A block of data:
================

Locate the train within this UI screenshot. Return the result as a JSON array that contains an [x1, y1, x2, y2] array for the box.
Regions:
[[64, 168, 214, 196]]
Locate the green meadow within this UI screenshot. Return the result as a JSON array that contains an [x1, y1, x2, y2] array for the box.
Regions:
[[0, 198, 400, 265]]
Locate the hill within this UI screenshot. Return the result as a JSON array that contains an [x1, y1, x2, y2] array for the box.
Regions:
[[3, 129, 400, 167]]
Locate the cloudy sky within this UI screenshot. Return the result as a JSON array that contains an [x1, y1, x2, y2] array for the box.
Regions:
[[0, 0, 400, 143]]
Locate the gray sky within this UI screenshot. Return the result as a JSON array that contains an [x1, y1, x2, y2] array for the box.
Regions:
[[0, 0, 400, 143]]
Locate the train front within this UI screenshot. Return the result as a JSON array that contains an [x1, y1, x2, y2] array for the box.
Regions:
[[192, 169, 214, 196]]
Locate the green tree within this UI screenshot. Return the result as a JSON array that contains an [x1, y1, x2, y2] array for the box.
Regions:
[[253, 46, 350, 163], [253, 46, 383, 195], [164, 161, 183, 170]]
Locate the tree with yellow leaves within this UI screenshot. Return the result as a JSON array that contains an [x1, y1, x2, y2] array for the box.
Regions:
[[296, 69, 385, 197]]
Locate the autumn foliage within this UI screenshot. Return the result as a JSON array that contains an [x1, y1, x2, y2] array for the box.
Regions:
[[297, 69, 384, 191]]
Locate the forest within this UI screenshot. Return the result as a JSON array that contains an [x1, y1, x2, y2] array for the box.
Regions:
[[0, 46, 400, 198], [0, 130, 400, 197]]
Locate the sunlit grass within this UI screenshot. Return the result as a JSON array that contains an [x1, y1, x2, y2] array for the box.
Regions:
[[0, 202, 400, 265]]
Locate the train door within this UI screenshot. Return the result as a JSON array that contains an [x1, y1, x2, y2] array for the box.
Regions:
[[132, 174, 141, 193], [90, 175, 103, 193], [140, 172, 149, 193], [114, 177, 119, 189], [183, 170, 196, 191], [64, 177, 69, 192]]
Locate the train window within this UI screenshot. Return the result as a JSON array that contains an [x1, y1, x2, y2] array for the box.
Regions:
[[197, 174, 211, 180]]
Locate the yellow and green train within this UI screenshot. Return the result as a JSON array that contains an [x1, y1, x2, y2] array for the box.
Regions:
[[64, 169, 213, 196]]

================

- [Directive]:
Rewrite the listing above, replacing each occurrence of "Locate" with "Find" and leaving everything else unchanged.

- [Finished task]:
Find the train within this UI screenshot. Return the result as a JSON array that contains an [x1, y1, x2, y2] array for the box.
Regions:
[[64, 168, 214, 196]]
Find the green meadow within this UI screenshot. Return the result as a JSON array that contains an [x1, y1, x2, y2] array for the box.
Regions:
[[0, 198, 400, 265]]
Find the hill within this UI screenshot. Return the result as a JSON array that contains an [x1, y1, x2, y2] array for the box.
Regions:
[[3, 129, 400, 167]]
Find the cloudy sky within this UI screenshot. Return the result as a JSON array that contains an [x1, y1, x2, y2] array for the box.
Regions:
[[0, 0, 400, 143]]
Find the gray sky within this UI screenshot. Return the result as a JSON array that contains an [x1, y1, x2, y2] array for the box.
Regions:
[[0, 0, 400, 143]]
Find the train front within this UI screenshot. Return the result as a JSON array that contains an [x1, y1, x2, y2] array for the box.
Regions:
[[192, 169, 214, 196]]
Find the green tree within this UI screenshot. Return the result as a JSON array that contains an [x1, y1, x2, y2] array for the box.
Regions:
[[253, 46, 350, 163], [253, 46, 383, 195], [164, 161, 183, 170]]
Find the tree with yellow leaves within this UI screenshot. Return the result as a JSON array that contains an [x1, y1, x2, y2] array for the box.
Regions:
[[296, 69, 385, 197]]
Find the autumn foliage within this UI screenshot. Return the result as a JSON array that contains an [x1, y1, x2, y2] array for the box.
Regions:
[[297, 69, 384, 191]]
Find the forest within this UI screenshot. Return the result as a JSON array that contains an [x1, y1, x2, y2] array for the box.
Regions:
[[0, 46, 400, 198], [0, 130, 400, 197]]
Find the sunlit grass within this UI screenshot. Return the result as a JSON array that contains an [x1, y1, x2, y2] array for the box.
Regions:
[[0, 202, 400, 265]]
Find the train door within this UI screenshot. Return the result as a JSON array that contains an [x1, y1, x2, y2] array for the box.
Regions:
[[132, 174, 141, 193], [90, 175, 103, 193], [140, 172, 149, 193], [114, 177, 119, 189], [183, 170, 196, 191], [64, 177, 69, 192]]
Find the train window within this UI screenshot. Return the result as a JSON array that contains an [x1, y1, x2, y2] array for the box.
Regions:
[[197, 174, 211, 180]]
Find the yellow and green train within this UI screenshot. Return the result as a JSON array that contains an [x1, y1, x2, y2] array for the box.
Regions:
[[64, 169, 213, 196]]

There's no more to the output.